■ WHAT YOU WILL DO: Reproduce the stretch from the line containing "the tall tree." through the line containing "302 165 L 299", swapping "tall tree" for "pine tree" and leaving everything else unchanged.

■ DATA SECTION:
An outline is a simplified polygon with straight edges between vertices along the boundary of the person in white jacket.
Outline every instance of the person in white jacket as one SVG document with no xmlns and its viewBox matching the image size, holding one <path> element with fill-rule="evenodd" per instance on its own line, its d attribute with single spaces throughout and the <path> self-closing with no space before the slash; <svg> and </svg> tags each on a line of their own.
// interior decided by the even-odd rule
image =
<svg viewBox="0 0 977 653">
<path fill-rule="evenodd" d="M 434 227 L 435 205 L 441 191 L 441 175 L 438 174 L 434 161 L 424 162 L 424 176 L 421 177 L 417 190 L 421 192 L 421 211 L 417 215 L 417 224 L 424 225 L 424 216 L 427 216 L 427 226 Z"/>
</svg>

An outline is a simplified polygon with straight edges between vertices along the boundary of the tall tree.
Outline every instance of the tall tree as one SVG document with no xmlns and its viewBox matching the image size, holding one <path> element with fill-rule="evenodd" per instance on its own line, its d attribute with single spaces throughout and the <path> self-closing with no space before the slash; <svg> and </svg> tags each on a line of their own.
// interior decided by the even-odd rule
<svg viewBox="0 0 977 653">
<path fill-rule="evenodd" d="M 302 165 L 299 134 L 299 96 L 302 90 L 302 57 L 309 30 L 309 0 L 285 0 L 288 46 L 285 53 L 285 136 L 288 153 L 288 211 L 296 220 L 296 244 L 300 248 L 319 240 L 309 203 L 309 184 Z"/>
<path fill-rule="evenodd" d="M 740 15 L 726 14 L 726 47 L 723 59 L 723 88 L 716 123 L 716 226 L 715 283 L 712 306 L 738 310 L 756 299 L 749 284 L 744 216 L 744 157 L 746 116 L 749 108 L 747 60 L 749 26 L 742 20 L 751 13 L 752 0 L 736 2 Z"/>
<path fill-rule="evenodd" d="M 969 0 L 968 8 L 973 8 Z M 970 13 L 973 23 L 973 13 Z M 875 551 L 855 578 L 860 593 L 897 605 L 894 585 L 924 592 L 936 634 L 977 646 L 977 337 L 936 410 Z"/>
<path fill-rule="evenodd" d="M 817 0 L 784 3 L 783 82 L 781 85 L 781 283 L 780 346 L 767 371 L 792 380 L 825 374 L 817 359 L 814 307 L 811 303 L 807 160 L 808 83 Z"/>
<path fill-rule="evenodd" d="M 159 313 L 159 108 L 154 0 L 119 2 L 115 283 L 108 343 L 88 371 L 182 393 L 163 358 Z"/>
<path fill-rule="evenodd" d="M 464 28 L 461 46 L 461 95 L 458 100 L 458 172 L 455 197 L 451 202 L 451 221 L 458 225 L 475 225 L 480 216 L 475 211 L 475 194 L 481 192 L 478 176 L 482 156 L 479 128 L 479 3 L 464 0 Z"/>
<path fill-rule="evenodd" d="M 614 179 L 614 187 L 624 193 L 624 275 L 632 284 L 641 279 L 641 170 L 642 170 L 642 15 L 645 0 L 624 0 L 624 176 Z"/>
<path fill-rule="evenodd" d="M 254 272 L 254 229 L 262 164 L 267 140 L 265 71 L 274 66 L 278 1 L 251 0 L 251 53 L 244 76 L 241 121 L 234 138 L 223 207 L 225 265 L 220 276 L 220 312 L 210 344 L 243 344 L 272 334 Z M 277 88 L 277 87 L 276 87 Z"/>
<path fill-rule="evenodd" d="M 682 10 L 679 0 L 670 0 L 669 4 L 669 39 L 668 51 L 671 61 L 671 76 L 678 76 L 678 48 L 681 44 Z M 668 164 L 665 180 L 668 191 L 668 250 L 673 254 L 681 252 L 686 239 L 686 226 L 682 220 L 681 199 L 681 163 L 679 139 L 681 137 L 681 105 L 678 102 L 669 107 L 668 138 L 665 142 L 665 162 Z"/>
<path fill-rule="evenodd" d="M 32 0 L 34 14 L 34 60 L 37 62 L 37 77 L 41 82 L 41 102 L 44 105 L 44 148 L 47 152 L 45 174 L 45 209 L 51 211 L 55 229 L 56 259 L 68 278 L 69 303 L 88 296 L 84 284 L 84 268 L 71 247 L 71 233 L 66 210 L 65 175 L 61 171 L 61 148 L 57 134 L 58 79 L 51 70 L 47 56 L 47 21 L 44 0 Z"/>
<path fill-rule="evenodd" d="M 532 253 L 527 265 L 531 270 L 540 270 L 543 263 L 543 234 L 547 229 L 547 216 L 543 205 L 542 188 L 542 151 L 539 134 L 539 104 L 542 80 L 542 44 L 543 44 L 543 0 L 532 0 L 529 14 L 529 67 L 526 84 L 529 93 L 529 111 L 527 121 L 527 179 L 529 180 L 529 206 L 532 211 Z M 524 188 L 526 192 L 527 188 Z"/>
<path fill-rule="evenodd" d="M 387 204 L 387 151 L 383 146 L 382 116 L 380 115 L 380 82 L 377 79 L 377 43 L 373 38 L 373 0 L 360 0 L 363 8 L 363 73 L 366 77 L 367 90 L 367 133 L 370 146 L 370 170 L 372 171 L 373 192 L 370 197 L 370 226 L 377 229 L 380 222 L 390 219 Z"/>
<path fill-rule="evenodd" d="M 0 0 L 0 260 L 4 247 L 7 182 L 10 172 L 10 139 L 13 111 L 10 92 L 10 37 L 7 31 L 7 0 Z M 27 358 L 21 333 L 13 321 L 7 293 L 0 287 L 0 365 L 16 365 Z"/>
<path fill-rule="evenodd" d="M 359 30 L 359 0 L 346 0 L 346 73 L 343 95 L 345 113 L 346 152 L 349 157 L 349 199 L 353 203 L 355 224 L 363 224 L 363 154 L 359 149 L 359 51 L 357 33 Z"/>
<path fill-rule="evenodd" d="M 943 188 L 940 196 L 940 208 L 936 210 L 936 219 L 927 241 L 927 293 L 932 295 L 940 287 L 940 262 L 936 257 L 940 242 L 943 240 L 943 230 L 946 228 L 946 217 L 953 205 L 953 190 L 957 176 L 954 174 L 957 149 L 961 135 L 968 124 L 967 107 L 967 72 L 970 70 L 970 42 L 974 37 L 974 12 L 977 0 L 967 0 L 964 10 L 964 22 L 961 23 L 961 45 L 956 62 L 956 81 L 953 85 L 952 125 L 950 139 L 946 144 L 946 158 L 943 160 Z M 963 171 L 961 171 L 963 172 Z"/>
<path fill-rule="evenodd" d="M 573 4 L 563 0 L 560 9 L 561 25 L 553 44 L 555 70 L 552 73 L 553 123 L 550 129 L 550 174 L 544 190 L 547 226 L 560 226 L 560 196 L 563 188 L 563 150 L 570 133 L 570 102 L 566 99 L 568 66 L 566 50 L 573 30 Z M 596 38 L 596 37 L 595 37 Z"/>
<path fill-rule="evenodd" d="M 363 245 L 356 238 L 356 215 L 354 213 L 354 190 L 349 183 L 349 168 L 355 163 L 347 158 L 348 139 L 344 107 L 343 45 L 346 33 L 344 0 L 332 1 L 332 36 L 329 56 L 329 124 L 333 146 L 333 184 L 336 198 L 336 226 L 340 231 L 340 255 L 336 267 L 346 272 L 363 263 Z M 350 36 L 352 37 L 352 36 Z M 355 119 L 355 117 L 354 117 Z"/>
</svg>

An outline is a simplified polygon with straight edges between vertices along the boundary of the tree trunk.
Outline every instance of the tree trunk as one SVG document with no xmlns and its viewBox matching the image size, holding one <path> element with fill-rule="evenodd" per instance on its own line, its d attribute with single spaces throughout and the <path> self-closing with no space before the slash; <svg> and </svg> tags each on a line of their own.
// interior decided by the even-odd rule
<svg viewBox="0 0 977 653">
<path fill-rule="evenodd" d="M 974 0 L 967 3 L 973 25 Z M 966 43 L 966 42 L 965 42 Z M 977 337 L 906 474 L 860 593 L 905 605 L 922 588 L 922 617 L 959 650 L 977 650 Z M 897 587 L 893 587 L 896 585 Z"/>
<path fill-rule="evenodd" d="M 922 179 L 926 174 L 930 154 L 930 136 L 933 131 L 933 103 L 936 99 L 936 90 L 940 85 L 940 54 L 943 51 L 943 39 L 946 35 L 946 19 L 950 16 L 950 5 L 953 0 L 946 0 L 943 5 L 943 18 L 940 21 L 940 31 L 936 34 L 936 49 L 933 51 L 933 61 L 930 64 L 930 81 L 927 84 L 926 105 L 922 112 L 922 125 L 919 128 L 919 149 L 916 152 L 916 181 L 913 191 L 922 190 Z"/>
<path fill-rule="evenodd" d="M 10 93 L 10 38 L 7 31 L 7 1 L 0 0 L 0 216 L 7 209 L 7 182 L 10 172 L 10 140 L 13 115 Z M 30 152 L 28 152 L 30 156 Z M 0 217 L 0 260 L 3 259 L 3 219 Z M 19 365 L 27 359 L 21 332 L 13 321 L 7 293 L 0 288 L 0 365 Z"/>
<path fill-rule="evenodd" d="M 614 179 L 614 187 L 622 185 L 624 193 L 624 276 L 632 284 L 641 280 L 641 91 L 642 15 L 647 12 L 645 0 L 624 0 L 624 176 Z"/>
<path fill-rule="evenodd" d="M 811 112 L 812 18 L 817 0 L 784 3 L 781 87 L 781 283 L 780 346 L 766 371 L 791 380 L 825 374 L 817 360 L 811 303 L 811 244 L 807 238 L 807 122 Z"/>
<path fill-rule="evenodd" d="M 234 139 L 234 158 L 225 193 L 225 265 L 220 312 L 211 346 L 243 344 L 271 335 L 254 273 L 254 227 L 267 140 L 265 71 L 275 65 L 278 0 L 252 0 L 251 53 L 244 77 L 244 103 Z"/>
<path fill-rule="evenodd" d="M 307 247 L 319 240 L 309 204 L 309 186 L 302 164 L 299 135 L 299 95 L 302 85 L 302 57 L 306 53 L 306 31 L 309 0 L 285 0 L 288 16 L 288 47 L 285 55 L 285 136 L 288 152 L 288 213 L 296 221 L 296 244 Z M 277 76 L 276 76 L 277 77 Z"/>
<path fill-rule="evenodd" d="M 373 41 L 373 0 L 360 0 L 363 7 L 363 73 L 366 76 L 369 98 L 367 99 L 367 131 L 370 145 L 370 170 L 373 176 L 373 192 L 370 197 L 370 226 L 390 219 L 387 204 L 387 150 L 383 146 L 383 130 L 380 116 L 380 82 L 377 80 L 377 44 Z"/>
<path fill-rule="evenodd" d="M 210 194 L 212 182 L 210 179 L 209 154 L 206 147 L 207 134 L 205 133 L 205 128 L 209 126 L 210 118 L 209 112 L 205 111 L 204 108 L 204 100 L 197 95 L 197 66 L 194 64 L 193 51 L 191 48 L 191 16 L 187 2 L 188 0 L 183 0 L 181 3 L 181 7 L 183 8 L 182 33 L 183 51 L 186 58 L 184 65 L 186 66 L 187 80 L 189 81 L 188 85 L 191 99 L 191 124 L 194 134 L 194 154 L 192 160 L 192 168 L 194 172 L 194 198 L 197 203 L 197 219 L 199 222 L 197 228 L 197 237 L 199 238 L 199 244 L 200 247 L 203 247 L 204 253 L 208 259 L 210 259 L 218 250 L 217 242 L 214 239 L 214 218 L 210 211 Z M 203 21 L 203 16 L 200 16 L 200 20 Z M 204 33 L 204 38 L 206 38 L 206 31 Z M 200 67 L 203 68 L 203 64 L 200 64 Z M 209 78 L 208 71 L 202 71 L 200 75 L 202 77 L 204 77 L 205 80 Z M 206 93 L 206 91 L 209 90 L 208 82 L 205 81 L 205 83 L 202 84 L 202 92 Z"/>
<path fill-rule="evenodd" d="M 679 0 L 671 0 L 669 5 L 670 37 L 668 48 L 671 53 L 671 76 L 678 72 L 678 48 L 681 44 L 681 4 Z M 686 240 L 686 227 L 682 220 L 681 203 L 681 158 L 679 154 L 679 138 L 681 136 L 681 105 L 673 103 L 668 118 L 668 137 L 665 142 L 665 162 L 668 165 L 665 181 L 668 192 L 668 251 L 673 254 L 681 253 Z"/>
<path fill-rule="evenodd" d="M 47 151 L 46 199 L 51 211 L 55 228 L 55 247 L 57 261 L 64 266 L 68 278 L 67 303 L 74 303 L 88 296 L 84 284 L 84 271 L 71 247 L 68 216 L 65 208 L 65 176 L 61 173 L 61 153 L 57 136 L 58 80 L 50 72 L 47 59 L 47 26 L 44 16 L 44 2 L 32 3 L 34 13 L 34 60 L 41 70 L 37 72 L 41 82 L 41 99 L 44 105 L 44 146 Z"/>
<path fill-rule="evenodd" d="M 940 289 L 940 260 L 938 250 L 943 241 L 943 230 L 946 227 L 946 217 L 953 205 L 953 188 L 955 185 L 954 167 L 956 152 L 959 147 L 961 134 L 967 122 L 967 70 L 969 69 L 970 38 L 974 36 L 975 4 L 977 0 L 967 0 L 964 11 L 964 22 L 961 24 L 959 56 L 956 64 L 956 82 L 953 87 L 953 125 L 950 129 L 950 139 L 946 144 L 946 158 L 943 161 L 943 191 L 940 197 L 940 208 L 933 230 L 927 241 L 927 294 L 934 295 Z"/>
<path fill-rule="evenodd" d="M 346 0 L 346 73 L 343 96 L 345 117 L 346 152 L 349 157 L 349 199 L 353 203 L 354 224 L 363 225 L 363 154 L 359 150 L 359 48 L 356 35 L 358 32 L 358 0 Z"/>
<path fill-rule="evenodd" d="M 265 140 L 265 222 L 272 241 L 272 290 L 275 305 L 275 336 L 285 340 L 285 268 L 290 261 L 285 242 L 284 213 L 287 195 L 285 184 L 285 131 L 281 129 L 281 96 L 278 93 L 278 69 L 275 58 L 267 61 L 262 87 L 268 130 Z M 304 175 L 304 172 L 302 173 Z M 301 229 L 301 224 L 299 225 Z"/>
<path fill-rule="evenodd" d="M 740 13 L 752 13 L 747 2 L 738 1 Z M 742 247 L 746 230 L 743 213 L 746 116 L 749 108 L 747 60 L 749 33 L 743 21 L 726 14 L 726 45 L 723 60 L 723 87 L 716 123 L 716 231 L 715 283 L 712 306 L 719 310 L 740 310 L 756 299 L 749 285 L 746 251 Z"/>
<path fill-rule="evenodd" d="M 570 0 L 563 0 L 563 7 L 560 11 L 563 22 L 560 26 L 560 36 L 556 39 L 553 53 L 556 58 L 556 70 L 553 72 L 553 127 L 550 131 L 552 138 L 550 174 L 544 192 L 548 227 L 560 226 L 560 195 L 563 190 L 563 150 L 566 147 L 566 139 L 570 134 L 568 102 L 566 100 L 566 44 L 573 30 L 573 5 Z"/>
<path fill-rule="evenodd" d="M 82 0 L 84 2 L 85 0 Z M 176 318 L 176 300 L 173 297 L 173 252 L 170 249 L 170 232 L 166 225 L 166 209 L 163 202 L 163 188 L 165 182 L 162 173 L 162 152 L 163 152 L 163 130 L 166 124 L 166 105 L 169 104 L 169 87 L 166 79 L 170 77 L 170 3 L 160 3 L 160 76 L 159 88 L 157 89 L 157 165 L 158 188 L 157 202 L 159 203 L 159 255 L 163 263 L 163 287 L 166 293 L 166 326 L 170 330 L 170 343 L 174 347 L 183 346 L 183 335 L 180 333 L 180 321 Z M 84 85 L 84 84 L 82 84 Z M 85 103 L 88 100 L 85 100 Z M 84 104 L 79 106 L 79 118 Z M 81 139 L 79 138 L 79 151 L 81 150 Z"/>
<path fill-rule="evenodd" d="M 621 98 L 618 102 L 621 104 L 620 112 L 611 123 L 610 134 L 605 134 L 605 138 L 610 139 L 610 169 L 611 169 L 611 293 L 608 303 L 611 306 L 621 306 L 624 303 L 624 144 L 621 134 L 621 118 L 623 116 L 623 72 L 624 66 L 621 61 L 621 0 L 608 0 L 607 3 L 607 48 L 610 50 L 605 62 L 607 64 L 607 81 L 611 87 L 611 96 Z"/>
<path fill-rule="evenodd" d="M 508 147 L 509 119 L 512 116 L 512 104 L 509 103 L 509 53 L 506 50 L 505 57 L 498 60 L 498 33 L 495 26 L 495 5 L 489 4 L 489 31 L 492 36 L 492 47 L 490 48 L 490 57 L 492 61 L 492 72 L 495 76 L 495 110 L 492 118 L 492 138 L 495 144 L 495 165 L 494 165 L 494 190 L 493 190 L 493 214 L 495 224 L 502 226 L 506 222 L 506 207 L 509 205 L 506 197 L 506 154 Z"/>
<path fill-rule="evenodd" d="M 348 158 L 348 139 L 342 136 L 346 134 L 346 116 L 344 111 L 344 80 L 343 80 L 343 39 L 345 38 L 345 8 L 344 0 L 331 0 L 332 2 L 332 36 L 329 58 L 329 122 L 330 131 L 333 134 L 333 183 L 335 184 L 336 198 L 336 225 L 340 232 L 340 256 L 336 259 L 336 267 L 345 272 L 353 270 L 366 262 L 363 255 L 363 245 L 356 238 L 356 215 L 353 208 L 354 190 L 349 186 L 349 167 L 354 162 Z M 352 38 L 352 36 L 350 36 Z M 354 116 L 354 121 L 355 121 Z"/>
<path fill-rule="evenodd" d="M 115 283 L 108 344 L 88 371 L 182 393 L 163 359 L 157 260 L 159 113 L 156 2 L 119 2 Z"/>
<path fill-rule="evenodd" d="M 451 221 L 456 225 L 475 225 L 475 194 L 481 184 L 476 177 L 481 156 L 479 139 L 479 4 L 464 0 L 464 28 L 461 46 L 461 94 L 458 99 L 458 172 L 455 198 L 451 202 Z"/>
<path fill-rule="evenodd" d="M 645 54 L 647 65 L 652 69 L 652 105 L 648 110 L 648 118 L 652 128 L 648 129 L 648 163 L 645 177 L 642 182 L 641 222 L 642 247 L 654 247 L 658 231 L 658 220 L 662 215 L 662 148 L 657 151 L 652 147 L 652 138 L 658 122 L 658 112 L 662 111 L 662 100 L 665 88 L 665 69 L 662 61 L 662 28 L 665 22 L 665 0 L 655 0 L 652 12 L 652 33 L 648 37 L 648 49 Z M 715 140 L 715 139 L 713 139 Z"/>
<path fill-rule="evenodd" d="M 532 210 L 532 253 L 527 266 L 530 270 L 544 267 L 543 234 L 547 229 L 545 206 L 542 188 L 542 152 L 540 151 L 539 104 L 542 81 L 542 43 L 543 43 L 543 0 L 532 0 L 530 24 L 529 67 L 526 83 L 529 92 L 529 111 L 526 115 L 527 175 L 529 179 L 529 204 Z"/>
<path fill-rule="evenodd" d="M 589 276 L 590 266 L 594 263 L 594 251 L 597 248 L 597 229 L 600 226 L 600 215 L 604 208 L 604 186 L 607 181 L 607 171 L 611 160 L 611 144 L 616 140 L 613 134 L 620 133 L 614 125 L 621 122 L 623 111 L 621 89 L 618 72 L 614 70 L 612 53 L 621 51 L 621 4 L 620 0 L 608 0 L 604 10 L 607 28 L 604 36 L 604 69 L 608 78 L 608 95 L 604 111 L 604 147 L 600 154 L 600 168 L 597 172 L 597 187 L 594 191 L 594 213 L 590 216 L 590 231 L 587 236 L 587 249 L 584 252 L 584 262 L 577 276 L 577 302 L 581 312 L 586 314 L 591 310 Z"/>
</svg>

■ TASK RESPONSE:
An outline is a simplified polygon with straight edges between vertices along the boundary of the pine tree.
Outline every instance of the pine tree as one SVG document with no xmlns and its viewBox matching the image size, holding one <path> element with fill-rule="evenodd" per instance on its own line, its d attribute with single spaces throughout and the <path> self-closing with no space before the slash; <svg> and </svg> tags each on a line of their own.
// interior decided by the even-odd rule
<svg viewBox="0 0 977 653">
<path fill-rule="evenodd" d="M 302 165 L 299 134 L 299 96 L 302 90 L 302 57 L 309 30 L 309 0 L 285 0 L 288 46 L 285 53 L 285 136 L 288 153 L 288 211 L 296 220 L 296 244 L 300 248 L 319 240 L 309 203 L 309 184 Z"/>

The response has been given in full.